Copy the listing below verbatim, from its first line up to and including the line containing "[[468, 310]]". Omit the pictures from your copy.

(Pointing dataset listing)

=====

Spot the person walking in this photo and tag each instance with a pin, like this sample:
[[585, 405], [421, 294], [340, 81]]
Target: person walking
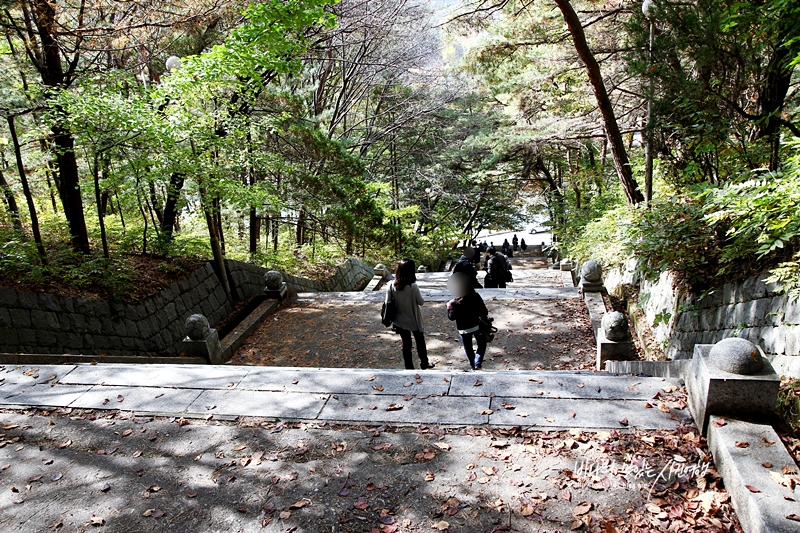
[[408, 318], [465, 266], [496, 268], [468, 309]]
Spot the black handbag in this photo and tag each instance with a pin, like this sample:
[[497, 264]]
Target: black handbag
[[486, 328], [389, 310]]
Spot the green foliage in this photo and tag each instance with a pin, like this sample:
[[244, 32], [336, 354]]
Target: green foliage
[[603, 239], [788, 404]]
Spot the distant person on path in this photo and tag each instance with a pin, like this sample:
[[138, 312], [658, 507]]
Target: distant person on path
[[467, 309], [408, 318], [464, 265], [495, 270]]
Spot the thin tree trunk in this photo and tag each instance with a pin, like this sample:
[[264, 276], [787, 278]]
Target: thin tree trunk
[[96, 175], [13, 209], [618, 151], [28, 197], [216, 250], [171, 204]]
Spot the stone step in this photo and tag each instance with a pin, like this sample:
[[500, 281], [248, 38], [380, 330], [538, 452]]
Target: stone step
[[443, 295], [547, 399]]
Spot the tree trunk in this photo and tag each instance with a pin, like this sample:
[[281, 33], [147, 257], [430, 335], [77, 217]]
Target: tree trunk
[[96, 175], [216, 250], [255, 231], [171, 205], [11, 202], [53, 77], [28, 197], [618, 151]]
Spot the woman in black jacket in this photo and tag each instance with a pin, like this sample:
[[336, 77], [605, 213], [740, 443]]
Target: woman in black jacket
[[468, 310]]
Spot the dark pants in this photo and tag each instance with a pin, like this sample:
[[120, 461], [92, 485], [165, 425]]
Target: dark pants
[[489, 283], [422, 350], [475, 360]]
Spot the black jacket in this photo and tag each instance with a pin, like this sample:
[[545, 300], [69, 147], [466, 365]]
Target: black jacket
[[467, 310], [465, 266], [496, 268]]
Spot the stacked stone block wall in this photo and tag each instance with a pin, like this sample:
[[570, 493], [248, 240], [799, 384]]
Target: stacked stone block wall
[[45, 323], [752, 309]]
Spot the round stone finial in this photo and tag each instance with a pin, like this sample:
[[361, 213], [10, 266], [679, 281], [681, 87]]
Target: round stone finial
[[591, 271], [615, 326], [273, 280], [197, 327], [737, 356]]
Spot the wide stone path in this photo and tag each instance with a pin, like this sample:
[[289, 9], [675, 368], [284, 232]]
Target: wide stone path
[[535, 399]]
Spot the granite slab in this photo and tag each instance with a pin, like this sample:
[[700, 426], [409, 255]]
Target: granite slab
[[352, 381], [557, 385], [548, 412], [259, 403], [180, 376], [416, 410], [144, 399]]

=====

- [Task solution]
Spot the person walking in this photo and tag each instance with a pin, like this sample:
[[585, 405], [421, 294], [340, 81]]
Target: person walking
[[408, 318], [465, 266], [496, 268], [468, 309]]
Spot the black handbag in this photo and tag each instance with a pin, like this sample:
[[497, 264]]
Target: black handbag
[[486, 328], [389, 310]]
Spot the green foliage in this photo and tag each instance with a pin, like this sample:
[[244, 32], [336, 354]]
Target: green foliage
[[603, 239], [788, 404]]
Spot the distant person on path in this photo and tag each instance with a pin, like this sample:
[[138, 312], [658, 507]]
Target: distant person on path
[[467, 309], [408, 318], [464, 265], [495, 270]]
Spot the thin tree trunk in this photo and tag each instance with a pin, like this sample:
[[264, 276], [787, 278]]
Target: thin tree trunk
[[96, 175], [13, 209], [618, 151], [28, 197], [216, 250], [171, 204]]
Spot the stone step in this photo and tag each instance with a pin, like this sample:
[[500, 281], [248, 38], [380, 330], [538, 452]]
Target: stone step
[[443, 295], [547, 399]]
Spot the tree trunk in this photo and tag each instance with a pin, like this sample:
[[281, 33], [147, 257], [430, 335], [77, 217]]
Target: tree trunk
[[96, 175], [216, 250], [255, 231], [171, 205], [11, 202], [53, 77], [28, 197], [618, 151]]
Spot the woman in black jacket in this photo and tag each instance with a pin, like this sample:
[[336, 77], [605, 213], [740, 443]]
Target: woman in black jacket
[[468, 310]]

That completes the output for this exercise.